"""
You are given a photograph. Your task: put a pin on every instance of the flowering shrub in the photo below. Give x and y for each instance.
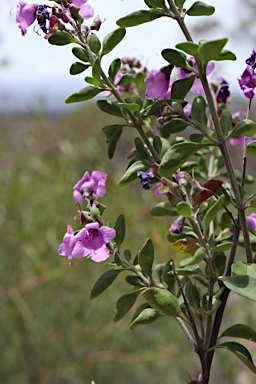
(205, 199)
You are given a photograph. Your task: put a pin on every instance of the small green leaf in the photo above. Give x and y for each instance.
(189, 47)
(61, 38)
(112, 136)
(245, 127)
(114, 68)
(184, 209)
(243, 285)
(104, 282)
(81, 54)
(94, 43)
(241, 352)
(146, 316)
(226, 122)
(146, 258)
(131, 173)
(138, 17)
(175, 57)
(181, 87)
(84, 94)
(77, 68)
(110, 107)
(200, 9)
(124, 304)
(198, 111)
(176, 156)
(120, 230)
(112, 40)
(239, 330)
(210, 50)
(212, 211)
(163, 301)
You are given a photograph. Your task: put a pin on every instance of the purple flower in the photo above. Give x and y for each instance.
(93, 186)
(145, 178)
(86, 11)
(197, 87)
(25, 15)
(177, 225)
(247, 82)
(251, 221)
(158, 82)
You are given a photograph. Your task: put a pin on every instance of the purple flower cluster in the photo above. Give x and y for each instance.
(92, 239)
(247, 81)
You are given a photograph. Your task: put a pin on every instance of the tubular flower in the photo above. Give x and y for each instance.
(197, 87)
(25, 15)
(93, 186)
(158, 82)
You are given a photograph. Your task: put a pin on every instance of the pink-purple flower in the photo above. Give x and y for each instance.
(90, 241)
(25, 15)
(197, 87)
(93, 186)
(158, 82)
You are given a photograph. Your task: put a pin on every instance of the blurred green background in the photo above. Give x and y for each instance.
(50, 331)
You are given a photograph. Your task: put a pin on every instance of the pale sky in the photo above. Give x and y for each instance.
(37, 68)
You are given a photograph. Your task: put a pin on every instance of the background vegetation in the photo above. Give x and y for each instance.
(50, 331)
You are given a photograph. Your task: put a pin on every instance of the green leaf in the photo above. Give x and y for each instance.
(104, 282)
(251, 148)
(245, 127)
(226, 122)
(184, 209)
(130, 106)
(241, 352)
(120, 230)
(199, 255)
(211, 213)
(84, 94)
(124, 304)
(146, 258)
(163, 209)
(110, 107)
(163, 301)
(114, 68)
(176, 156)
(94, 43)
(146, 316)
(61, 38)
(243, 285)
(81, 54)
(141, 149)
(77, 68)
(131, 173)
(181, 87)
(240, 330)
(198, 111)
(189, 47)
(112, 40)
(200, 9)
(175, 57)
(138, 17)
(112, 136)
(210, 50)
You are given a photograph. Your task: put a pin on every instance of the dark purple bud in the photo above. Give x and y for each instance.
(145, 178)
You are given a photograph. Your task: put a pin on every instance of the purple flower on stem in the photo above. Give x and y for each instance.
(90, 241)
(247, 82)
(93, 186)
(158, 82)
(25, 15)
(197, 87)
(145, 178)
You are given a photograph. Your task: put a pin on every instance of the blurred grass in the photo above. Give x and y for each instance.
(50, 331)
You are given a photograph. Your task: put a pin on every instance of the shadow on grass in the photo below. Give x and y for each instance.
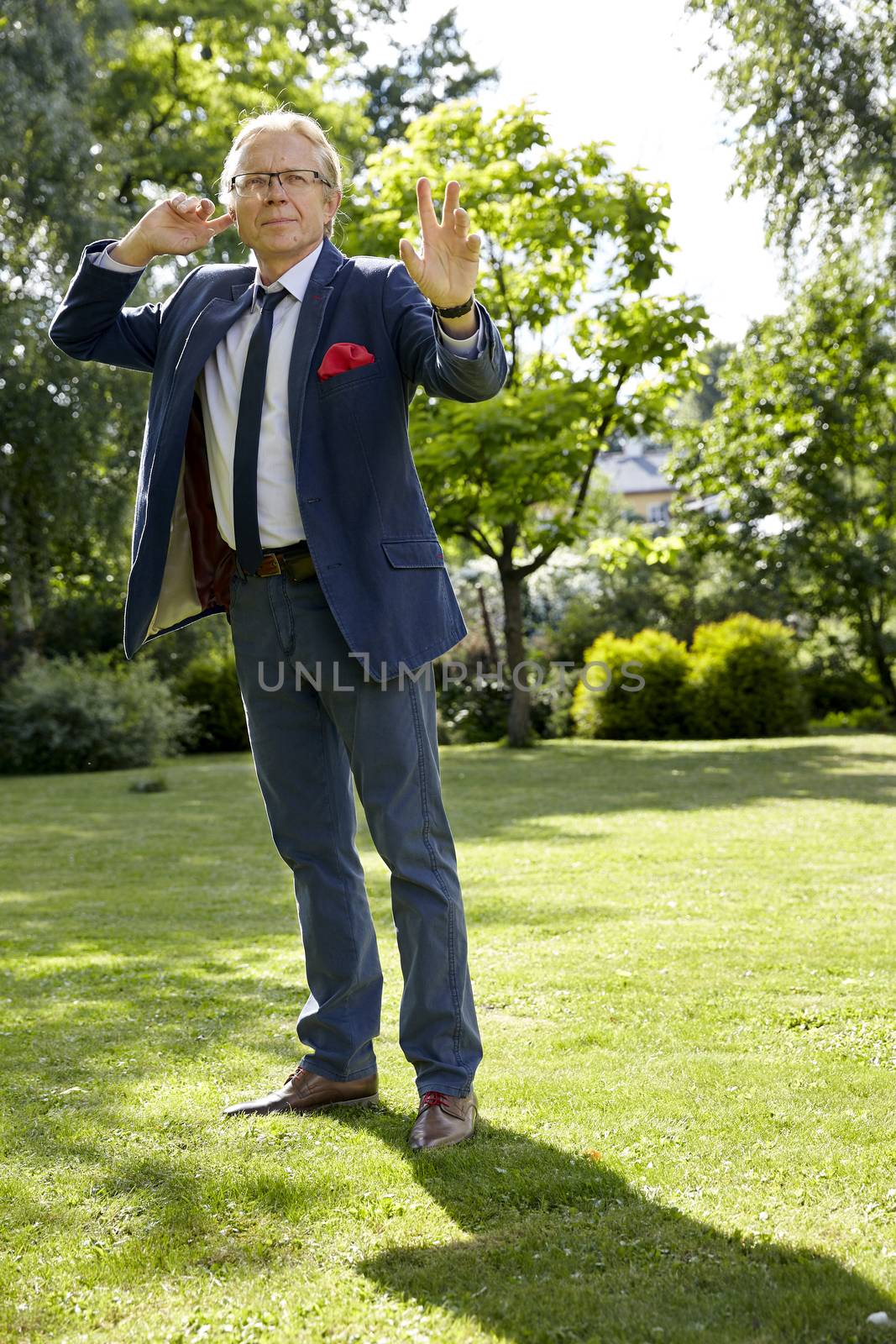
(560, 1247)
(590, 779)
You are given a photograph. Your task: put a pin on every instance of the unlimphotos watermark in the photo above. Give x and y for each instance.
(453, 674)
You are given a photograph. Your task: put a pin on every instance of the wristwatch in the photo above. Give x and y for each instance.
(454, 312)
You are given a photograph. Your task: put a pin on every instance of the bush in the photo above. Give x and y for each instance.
"""
**WORK TO BE COMPLETED**. Copy out every one of the entries above word for word, leaving out the pictures.

**REPLY TO THE TASK**.
You are given a photograph. Your task: put a pin on every instance of the flowering shrub in the photo below. Give x and y for each instance.
(205, 199)
You are given a photograph. Your task: put a pin on every instance of the small green leaf in the photo above. Give x and y for each instance.
(189, 47)
(61, 38)
(112, 136)
(245, 127)
(114, 68)
(184, 209)
(243, 285)
(104, 282)
(81, 54)
(94, 43)
(241, 352)
(146, 316)
(226, 122)
(146, 258)
(131, 173)
(138, 17)
(175, 57)
(181, 87)
(84, 94)
(77, 68)
(110, 107)
(200, 9)
(124, 304)
(198, 111)
(176, 156)
(120, 230)
(112, 40)
(239, 330)
(210, 50)
(212, 211)
(163, 301)
You are given a photograph. Your task: put a pin on every instance of the purple flower in the photo above. Give x and y for each instance.
(93, 186)
(145, 178)
(86, 11)
(197, 87)
(25, 15)
(177, 225)
(247, 82)
(251, 221)
(158, 82)
You are given a photograph. Your task: put a pin on every instance of the purple flower cluster in the photo above. Give x and y for each instance.
(92, 239)
(247, 81)
You are given a photograph. Your task: put a pin on every instance of the tubular flower in the photo above. Give x and y for each instance.
(197, 87)
(25, 15)
(93, 186)
(158, 82)
You are given a photograph. Your task: put a pin on every instance of the pink-purple flower in the photo above. Give x and y for each instance.
(90, 241)
(25, 15)
(197, 87)
(93, 186)
(158, 82)
You are given a photograph. Your task: put a pin on every instance of the blurred green background in the photo above. Give x and y for each instance.
(50, 331)
You are given a photograph. Your task: put a pin on every instance of the pale sky in the photo above. Give x and y for each instance.
(37, 68)
You are given a photograph. Your task: put a pin on every instance of the background vegetation in the photo above. Give x and y for each instance.
(50, 331)
You are given a photograph. Your task: put a pin on every instance of the green leaf in the photo above. Give x and y for each instance.
(104, 282)
(251, 148)
(245, 127)
(226, 122)
(184, 209)
(130, 106)
(241, 352)
(120, 230)
(199, 255)
(211, 213)
(84, 94)
(124, 304)
(146, 258)
(163, 209)
(110, 107)
(163, 301)
(114, 68)
(176, 156)
(94, 43)
(146, 316)
(61, 38)
(243, 285)
(81, 54)
(141, 149)
(77, 68)
(131, 173)
(181, 87)
(240, 330)
(198, 111)
(189, 47)
(112, 40)
(200, 9)
(175, 57)
(138, 17)
(112, 136)
(210, 50)
You are given a photograph. Your task: put a pin on every instance of the dark purple bud in the photo above. Give x and y for each instance.
(145, 178)
You are given a photograph. Your task: put a pin on every instance of the purple flower on stem in the photo above. Give x and y for each instance.
(90, 241)
(247, 82)
(93, 186)
(158, 82)
(25, 15)
(197, 87)
(145, 178)
You are given a photograph. Your task: put a pin on every instance of the blurred grass in the photo above. Give x and y for each instance.
(50, 331)
You are given a photograph. Your task: put a pin on every instance of the shadow on grass in the photo below. Give x and y for each instance.
(560, 1247)
(590, 779)
You are given a photograph. Your task: put a pin on every instance of the unlimphotos watermark in the photo above. Give x and y for each instance.
(453, 674)
You are given a photograph. Your task: put a pin on every instance of the wristwatch in the photo above. Give x and y for each instance.
(454, 312)
You are given a photograph. Your task: put a pin on every instance of the bush in the photo above. Give x and y for each instance.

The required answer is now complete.